The physical process for digital radiography is actually similar to traditional dental X-rays that use film, except there is no more uncomfortable cardboard to bite down onto. With digital radiography, although it resembles the film used for bitewings and other X-rays, the digital sensor is electronic and connected to a computer. There are several benefits to using digital radiography over traditional film X-rays: Less Radiation, Shorter Dental Appointments, Higher Quality Images, Transferring Dental Records and it is Environmentally Friendly.

When X-rays pass through your mouth during a dental exam, more X-rays are absorbed by the denser parts (such as teeth and bone) than bysoft tissues (such as cheeks and gums) before striking the film. This creates an image on the radiograph. Teeth appear lighter because fewer X-rays penetrate to reach the film. Cavities and gum disease appear darker because of more X-ray penetration. The interpretation of these X-rays allows the dentist to safely and accurately detect hidden abnormalities.

How often dental X-rays (radiographs) should be taken depends on the patient`s individual health needs. It is important to recognize that just as each patient is different from the next, so should the scheduling of X-ray exams be individualized for each patient.

The schedule for needing radiographs at recall visits varies according to your age, risk for disease and signs and symptoms. Recent films may be needed to detect new cavities, or to determine the status of gum disease or for evaluation of growth and development. Children may need X-rays more often than adults. This is because their teeth and jaws are still developing and because their teeth are more likely to be affected by tooth decay than those of adults.

Task prompt. According to the text on dental X-rays, why may children need X-rays more often than adults? The listing that comes next is separate material and has no connection to the text on dental X-rays.

Source data.
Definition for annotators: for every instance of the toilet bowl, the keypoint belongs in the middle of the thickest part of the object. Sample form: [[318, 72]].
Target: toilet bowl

Your response. Their teeth and jaws are still developing, and their teeth are more likely than adults' to be affected by tooth decay.